Document text:
## begin
The essays in this volume address how residential segregation did not emerge naturally from minority preference but rather how it was forced through legal, economic, social, and even violent measures. Contributors examine racial land use and zoning practices in the early 1900s in cities like Atlanta, Richmond, and Baltimore; the exclusionary effects of single-family zoning and its entanglement with racially motivated barriers to obtaining credit; and the continuing impact of mid-century "redlining" policies and practices on public and private investment levels in neighborhoods across American cities today. Perspectives on Fair Housing demonstrates that discrimination in the housing market results in unequal minority households that, in aggregate, diminish economic prosperity across the country.
## end
What you need to do:
Decide whether each statement agrees with the volume description above. Answer yes or no for each, quoting the exact words from the description that settle it.
1. The essays argue that residential segregation arose naturally from minority preference.
2. Contributors look at racial zoning practices in Baltimore in the early 1900s.
3. The volume holds that housing discrimination reduces economic prosperity nationwide.

Provided material:
## begin
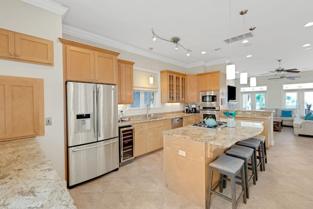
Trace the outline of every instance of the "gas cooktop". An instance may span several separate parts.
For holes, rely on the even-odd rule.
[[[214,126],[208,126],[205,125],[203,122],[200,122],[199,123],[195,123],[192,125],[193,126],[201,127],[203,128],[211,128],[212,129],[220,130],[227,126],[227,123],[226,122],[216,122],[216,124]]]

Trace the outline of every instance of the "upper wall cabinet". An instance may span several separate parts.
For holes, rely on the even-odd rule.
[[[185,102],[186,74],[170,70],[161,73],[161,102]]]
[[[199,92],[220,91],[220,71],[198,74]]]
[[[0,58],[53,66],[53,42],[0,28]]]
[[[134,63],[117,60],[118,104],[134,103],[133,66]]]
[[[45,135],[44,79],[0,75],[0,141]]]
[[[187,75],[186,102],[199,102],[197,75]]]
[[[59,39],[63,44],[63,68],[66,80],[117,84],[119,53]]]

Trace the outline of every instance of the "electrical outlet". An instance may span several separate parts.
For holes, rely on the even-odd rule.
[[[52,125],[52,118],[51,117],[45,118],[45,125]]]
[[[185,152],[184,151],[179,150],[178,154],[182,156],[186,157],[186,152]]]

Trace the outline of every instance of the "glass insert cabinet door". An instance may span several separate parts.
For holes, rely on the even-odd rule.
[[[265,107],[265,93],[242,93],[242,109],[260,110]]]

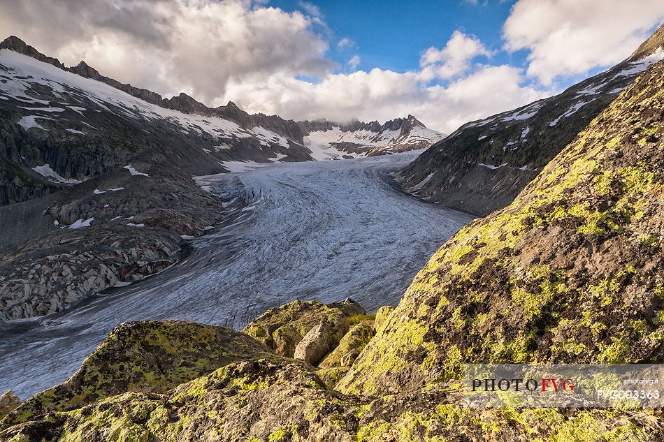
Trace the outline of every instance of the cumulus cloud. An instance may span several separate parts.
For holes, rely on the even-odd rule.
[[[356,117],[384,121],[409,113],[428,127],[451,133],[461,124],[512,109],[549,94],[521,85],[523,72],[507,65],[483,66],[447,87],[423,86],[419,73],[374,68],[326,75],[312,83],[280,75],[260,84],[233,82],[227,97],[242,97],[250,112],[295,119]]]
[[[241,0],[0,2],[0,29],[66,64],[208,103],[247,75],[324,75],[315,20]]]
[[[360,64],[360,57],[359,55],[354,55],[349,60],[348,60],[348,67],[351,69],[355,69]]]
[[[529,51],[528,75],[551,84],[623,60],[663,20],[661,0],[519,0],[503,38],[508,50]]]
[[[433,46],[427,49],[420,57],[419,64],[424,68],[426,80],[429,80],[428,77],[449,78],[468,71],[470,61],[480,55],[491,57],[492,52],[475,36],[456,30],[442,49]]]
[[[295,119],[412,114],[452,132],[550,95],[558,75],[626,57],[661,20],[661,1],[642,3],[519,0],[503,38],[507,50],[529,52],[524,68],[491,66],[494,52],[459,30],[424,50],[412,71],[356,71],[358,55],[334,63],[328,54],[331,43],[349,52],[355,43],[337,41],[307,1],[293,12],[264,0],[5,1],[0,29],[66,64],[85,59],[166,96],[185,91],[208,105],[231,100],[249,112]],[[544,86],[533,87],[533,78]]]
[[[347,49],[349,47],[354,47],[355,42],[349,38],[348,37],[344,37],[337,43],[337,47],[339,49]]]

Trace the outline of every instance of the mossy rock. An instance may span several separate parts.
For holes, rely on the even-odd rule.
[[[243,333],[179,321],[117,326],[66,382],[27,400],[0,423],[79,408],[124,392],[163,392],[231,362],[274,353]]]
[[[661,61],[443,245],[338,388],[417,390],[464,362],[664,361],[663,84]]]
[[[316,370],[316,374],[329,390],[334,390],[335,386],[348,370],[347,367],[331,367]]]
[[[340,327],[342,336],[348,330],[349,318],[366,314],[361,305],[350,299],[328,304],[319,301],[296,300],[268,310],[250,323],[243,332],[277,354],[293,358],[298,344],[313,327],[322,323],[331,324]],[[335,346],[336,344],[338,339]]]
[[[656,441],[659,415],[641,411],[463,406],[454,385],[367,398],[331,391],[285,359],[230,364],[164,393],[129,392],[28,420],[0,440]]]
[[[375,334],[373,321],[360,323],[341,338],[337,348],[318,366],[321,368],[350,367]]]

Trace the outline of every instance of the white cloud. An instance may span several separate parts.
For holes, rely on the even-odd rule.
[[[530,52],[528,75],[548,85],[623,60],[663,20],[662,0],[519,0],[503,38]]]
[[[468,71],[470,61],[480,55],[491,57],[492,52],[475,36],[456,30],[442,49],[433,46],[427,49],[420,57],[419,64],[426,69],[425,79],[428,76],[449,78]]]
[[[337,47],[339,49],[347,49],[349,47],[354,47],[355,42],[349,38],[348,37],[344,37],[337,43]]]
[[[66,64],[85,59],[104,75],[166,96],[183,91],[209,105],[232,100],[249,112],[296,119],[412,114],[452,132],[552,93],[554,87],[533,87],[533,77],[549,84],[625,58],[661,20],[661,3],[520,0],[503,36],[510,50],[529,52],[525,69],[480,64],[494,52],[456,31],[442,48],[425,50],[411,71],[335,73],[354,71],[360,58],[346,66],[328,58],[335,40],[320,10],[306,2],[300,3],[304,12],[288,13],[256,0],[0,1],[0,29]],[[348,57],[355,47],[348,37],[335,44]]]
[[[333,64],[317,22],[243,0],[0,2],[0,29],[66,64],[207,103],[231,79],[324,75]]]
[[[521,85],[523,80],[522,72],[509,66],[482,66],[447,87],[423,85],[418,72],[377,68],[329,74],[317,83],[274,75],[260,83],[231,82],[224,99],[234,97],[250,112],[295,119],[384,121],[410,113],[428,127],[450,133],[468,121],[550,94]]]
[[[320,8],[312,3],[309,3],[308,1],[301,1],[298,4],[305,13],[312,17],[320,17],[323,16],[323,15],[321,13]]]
## end
Finished task:
1. No: "did not emerge naturally from minority preference but rather how it was forced through legal, economic, social, and even violent measures"
2. Yes: "racial land use and zoning practices in the early 1900s in cities like Atlanta, Richmond, and Baltimore"
3. Yes: "diminish economic prosperity across the country"